------ Record list

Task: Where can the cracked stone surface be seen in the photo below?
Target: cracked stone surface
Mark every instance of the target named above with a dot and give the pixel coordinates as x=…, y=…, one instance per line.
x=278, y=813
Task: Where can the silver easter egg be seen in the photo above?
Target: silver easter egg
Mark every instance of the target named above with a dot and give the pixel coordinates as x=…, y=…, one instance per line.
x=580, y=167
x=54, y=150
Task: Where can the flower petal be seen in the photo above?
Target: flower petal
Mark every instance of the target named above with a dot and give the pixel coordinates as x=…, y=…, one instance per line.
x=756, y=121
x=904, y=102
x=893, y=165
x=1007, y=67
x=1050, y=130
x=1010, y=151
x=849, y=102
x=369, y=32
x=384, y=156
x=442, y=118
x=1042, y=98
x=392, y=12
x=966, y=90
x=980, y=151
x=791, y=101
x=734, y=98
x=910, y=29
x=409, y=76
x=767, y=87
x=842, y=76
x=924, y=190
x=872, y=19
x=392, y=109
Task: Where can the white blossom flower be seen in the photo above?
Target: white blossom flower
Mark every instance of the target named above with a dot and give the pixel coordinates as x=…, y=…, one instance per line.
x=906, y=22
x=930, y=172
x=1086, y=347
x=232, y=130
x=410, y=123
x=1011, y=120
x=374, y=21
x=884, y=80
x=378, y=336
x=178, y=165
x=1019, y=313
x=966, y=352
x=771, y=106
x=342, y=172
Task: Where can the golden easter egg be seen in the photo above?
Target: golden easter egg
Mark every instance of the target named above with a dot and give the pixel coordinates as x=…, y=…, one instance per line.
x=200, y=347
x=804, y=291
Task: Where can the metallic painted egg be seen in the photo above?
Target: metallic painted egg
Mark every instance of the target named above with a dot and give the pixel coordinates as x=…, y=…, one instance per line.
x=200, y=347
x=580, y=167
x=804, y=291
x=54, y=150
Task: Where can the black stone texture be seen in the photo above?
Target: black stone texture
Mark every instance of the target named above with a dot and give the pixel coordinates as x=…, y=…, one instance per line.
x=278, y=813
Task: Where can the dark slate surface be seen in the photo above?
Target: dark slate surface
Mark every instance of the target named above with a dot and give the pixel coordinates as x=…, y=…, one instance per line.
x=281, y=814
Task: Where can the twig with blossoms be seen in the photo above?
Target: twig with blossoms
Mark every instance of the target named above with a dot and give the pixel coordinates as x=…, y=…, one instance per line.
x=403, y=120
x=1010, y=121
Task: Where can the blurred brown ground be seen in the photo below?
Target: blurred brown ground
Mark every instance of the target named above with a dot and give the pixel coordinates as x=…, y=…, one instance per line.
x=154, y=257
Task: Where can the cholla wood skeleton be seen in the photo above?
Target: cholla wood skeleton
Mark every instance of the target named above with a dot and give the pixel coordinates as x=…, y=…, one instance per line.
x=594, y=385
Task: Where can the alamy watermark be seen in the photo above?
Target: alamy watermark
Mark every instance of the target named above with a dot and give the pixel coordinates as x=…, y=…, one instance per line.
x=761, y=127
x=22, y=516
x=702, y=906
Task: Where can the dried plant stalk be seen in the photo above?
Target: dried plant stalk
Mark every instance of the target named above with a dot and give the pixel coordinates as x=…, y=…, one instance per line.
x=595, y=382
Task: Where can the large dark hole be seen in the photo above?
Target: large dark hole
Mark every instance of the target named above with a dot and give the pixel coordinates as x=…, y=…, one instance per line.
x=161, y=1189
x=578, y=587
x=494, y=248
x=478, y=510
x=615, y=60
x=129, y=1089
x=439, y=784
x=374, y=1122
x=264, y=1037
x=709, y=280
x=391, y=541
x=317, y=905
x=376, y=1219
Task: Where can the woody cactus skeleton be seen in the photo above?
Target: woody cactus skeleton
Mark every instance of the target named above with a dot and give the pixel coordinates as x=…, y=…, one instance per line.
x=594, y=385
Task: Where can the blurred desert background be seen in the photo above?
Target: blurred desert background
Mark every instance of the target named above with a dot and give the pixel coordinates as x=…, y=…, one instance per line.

------------

Can you recast each line of the entries above as a Markdown table with the columns Row and Line, numbering the rows in order and dropping any blank lines?

| Row | Line |
|---|---|
| 1 | Task: Where can the cracked stone surface be seen in the photo below? |
| 2 | Target: cracked stone surface |
| 3 | Mark every instance of the target named above with a dot and give the pixel coordinates as x=…, y=…, one instance per line. |
| 4 | x=278, y=813 |
| 5 | Task: Where can the silver easter egg be seen in the photo above? |
| 6 | Target: silver easter egg |
| 7 | Mark every instance of the target named above with a dot and give the pixel coordinates as x=…, y=…, one instance per line. |
| 8 | x=580, y=167 |
| 9 | x=54, y=150 |
| 10 | Task: Where can the flower petal be seen in the photo above? |
| 11 | Target: flower petal |
| 12 | Mark every instance of the target named above with a dot and give the pixel coordinates as x=…, y=…, one instance per line. |
| 13 | x=756, y=121 |
| 14 | x=904, y=102 |
| 15 | x=893, y=165 |
| 16 | x=1007, y=67 |
| 17 | x=1050, y=130 |
| 18 | x=1010, y=151 |
| 19 | x=849, y=102 |
| 20 | x=369, y=32 |
| 21 | x=384, y=156 |
| 22 | x=442, y=118 |
| 23 | x=1042, y=98 |
| 24 | x=392, y=12 |
| 25 | x=966, y=90 |
| 26 | x=980, y=151 |
| 27 | x=791, y=101 |
| 28 | x=734, y=98 |
| 29 | x=910, y=29 |
| 30 | x=409, y=76 |
| 31 | x=767, y=87 |
| 32 | x=842, y=76 |
| 33 | x=924, y=190 |
| 34 | x=872, y=19 |
| 35 | x=392, y=109 |
| 36 | Task: Where can the white blossom flower be seen in the photo above? |
| 37 | Target: white blossom flower |
| 38 | Mark every instance of the target named above with a dot and give the pixel coordinates as x=…, y=…, one instance per line. |
| 39 | x=906, y=22 |
| 40 | x=930, y=172 |
| 41 | x=1086, y=347 |
| 42 | x=232, y=130 |
| 43 | x=410, y=123 |
| 44 | x=1011, y=120 |
| 45 | x=374, y=21 |
| 46 | x=884, y=80 |
| 47 | x=378, y=336 |
| 48 | x=178, y=165 |
| 49 | x=1019, y=313 |
| 50 | x=966, y=352 |
| 51 | x=771, y=106 |
| 52 | x=342, y=172 |
| 53 | Task: Where can the golden easter egg be seen in the photo above? |
| 54 | Target: golden easter egg |
| 55 | Mark every instance of the target named above with a dot and give the pixel coordinates as x=…, y=…, one instance per line. |
| 56 | x=200, y=347 |
| 57 | x=804, y=291 |
| 58 | Task: Where can the metallic painted egg be seen in the photo above? |
| 59 | Target: metallic painted egg |
| 60 | Mark every instance of the target named above with a dot and give the pixel coordinates as x=…, y=…, one instance per line. |
| 61 | x=200, y=347 |
| 62 | x=580, y=167 |
| 63 | x=804, y=291 |
| 64 | x=54, y=150 |
| 65 | Task: Where can the black stone texture be seen in the photo above? |
| 66 | Target: black stone texture |
| 67 | Mark every instance of the target named above with a dot and give the pixel coordinates as x=…, y=…, one instance per line. |
| 68 | x=278, y=813 |
| 69 | Task: Where can the dark slate surface be seen in the photo above? |
| 70 | Target: dark slate surface |
| 71 | Mark every instance of the target named above with a dot and give the pixel coordinates as x=…, y=…, one instance per line. |
| 72 | x=281, y=814 |
| 73 | Task: Where can the twig with blossoms be seen in the photo above? |
| 74 | Target: twig with blossoms |
| 75 | Mark every instance of the target named above with a dot and give the pixel coordinates as x=…, y=…, one instance per line. |
| 76 | x=403, y=120 |
| 77 | x=1010, y=121 |
| 78 | Task: Where can the blurred brown ground be seen in the photo below? |
| 79 | Target: blurred brown ground |
| 80 | Mark every instance of the target named above with a dot and give the pixel coordinates as x=…, y=…, one instance per line. |
| 81 | x=154, y=257 |
| 82 | Task: Where can the cholla wood skeleton be seen in the photo above? |
| 83 | Target: cholla wood skeleton |
| 84 | Mark every instance of the target named above with a dot and give the pixel coordinates as x=…, y=…, one instance per line. |
| 85 | x=594, y=385 |
| 86 | Task: Where can the alamy watermark be seen in the photo above? |
| 87 | Target: alamy watermark |
| 88 | Mark every instance of the target named above with a dot and give the pixel coordinates as x=…, y=…, one instance per line. |
| 89 | x=761, y=127 |
| 90 | x=22, y=516 |
| 91 | x=702, y=906 |
| 92 | Task: Where can the dried plant stalk be seen in the photo above? |
| 93 | Target: dried plant stalk |
| 94 | Mark every instance of the target named above with a dot and give the pixel coordinates as x=…, y=…, one instance per line. |
| 95 | x=595, y=382 |
| 96 | Task: Where can the large dark hole be seen in the photo above? |
| 97 | Target: large dark hole |
| 98 | Mark every instance of the target named above with a dot and give the pixel coordinates as x=…, y=…, one instance per line. |
| 99 | x=161, y=1189 |
| 100 | x=578, y=587 |
| 101 | x=494, y=248 |
| 102 | x=478, y=510 |
| 103 | x=615, y=60 |
| 104 | x=129, y=1089 |
| 105 | x=439, y=784 |
| 106 | x=374, y=1122 |
| 107 | x=264, y=1037 |
| 108 | x=709, y=280 |
| 109 | x=391, y=541 |
| 110 | x=317, y=905 |
| 111 | x=376, y=1219 |
| 112 | Task: Where can the woody cactus skeleton be seen in the photo above? |
| 113 | Target: woody cactus skeleton |
| 114 | Mark every instance of the target named above with a dot and give the pixel coordinates as x=…, y=…, one instance per line. |
| 115 | x=594, y=385 |
| 116 | Task: Where can the blurred desert background be seen in the photo above? |
| 117 | Target: blurred desert background |
| 118 | Mark every instance of the target named above with a dot and give the pixel coordinates as x=…, y=…, one instance per line. |